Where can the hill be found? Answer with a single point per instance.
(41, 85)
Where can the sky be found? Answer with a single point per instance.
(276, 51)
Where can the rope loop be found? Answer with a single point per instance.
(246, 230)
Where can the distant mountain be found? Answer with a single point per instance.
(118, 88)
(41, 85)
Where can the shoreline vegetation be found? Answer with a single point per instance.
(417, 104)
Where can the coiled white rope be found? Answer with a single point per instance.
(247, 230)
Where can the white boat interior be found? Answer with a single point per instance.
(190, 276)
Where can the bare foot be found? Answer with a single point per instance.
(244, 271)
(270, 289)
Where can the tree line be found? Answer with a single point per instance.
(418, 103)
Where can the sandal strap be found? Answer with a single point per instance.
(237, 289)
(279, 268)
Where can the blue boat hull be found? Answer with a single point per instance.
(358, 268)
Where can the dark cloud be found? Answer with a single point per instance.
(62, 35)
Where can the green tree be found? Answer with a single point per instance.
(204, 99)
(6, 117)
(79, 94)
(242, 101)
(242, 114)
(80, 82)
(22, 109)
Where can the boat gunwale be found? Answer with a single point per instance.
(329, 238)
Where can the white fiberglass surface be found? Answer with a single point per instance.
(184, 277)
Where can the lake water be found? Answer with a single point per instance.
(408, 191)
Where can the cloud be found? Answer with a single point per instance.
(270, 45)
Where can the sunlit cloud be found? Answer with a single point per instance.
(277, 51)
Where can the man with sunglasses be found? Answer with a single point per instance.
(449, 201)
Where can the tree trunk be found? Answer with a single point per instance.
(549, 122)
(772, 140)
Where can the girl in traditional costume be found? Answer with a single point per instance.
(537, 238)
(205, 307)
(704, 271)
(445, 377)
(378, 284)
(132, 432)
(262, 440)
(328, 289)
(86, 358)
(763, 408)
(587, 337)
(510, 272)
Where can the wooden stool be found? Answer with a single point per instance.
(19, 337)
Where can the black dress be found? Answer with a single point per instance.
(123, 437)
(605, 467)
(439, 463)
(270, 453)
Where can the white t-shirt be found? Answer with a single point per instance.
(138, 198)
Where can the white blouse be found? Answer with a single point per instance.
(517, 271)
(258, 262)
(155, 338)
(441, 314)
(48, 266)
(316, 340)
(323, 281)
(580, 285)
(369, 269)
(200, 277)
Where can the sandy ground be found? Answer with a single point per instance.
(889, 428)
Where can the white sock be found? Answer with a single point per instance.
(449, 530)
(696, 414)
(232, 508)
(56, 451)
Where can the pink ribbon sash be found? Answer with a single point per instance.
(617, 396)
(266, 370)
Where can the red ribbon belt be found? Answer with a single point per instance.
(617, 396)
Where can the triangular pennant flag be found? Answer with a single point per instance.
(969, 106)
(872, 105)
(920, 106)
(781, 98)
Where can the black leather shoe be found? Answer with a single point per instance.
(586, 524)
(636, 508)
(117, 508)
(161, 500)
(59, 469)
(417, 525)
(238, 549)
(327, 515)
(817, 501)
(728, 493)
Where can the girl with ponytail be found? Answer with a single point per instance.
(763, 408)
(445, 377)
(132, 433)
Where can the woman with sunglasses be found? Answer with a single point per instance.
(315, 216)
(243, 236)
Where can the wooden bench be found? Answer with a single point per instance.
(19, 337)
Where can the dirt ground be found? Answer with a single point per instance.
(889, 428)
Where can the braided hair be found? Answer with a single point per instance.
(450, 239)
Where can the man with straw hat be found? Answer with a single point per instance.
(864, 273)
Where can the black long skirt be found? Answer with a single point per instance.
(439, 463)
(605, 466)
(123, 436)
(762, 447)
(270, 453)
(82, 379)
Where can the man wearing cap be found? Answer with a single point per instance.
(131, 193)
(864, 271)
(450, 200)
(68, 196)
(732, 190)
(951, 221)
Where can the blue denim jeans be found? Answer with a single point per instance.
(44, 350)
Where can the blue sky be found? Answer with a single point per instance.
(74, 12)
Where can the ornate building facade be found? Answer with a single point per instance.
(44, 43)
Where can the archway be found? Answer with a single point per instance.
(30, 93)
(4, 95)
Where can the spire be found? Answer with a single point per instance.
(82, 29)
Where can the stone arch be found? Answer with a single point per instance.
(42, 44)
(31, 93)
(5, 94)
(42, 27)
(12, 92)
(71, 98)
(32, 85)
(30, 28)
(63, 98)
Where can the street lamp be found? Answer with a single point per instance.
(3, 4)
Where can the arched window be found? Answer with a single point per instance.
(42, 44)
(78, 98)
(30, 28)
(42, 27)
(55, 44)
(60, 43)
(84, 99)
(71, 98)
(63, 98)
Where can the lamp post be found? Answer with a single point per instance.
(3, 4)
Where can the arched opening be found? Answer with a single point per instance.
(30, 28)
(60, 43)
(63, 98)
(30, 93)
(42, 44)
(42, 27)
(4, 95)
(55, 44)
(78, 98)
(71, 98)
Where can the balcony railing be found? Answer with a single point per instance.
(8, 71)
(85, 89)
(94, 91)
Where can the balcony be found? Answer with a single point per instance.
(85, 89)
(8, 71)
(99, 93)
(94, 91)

##############################

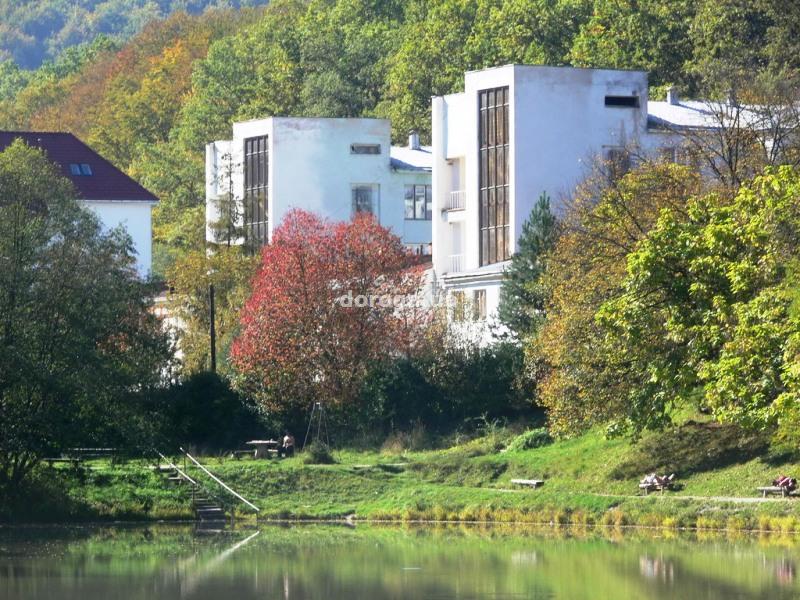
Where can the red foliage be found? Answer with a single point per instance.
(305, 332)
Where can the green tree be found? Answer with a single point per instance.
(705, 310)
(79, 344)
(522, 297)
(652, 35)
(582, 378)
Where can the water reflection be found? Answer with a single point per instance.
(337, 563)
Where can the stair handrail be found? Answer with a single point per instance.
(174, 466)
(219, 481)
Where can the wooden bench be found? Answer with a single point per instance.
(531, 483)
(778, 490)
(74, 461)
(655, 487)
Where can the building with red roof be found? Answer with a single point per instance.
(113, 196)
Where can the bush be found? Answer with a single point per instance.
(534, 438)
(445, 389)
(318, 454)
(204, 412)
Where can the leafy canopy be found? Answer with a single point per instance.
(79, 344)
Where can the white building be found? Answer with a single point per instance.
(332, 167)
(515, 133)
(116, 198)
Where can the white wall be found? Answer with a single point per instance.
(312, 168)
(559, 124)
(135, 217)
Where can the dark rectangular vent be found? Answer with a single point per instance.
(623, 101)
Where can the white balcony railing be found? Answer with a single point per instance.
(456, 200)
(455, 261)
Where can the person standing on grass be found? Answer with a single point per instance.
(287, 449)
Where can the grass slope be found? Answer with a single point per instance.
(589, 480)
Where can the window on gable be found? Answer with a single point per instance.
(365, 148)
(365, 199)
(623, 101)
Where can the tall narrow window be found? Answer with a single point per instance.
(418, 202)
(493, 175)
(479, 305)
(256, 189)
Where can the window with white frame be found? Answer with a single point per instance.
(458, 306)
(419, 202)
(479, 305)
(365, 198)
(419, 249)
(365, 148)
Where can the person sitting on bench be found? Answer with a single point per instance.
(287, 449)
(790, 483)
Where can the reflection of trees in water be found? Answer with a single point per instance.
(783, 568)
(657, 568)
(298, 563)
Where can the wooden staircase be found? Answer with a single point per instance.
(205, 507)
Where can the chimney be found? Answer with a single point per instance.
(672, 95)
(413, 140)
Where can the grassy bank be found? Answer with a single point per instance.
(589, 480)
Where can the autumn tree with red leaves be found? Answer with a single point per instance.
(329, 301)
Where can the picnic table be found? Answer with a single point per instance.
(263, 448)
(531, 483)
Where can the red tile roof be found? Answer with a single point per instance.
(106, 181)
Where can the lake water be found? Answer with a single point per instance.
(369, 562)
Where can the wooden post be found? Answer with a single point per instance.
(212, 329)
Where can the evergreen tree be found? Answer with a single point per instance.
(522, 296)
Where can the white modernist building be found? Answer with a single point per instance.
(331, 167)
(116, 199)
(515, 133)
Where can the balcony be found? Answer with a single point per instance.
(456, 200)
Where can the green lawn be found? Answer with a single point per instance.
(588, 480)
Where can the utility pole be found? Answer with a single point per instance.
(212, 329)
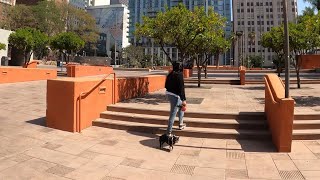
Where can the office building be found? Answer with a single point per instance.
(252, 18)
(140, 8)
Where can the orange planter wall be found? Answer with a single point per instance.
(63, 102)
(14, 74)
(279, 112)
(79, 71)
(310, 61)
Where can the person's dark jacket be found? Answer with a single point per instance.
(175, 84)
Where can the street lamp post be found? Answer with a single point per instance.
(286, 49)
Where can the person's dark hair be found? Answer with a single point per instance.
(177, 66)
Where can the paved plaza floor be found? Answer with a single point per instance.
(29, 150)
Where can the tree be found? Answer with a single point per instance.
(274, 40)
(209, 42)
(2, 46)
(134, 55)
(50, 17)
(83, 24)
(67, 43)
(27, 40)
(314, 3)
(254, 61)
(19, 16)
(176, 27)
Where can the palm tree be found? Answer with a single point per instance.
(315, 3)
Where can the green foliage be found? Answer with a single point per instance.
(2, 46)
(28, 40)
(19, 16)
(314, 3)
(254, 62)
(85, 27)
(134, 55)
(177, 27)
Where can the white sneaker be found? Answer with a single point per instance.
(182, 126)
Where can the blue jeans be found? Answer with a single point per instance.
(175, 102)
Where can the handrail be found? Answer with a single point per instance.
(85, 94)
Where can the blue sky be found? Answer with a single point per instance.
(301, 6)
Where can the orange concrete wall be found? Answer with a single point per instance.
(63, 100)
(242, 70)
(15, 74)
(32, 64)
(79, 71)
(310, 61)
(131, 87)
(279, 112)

##############################

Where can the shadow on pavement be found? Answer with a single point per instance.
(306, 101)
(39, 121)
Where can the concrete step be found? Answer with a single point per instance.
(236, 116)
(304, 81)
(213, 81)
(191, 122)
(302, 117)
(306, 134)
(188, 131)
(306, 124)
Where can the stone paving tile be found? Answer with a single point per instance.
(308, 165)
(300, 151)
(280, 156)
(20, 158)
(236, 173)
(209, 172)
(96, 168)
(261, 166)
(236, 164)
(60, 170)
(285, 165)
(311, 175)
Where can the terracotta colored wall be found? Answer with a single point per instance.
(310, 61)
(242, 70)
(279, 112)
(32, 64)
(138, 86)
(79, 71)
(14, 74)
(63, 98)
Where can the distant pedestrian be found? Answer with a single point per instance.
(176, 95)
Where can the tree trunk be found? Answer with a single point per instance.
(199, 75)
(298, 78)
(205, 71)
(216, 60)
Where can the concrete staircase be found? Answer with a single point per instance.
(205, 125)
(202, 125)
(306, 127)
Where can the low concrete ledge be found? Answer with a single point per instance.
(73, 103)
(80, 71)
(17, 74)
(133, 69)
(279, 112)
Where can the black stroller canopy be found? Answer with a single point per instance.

##############################

WRITTEN EXERCISE
List every line in the data above that contains the word "white". Matching is case-sensitive.

EXPECTED ANSWER
Where can the coiled white rope be found? Answer with a single point per instance.
Where can the white boat interior be found? Answer with a single point per instance.
Where can the white fiberglass surface be found? Answer with a single point per instance.
Where can the white t-shirt be found? Answer with a single point per instance.
Where can the white blouse be found? Answer with a single point per instance.
Where can the white sock be found? Answer with a single point per instance.
Where can the white building be found? Answer with a single point per instance.
Where can the white wall be found? Answer with a single point per instance.
Where can the white balcony railing be found? Answer with a single point per instance.
Where can the window with white frame be found? Answer with a single point per instance.
Where can the white modernist building be found? Answer with a single point per instance.
Where can the white sneaker be found? Answer with a single point per instance.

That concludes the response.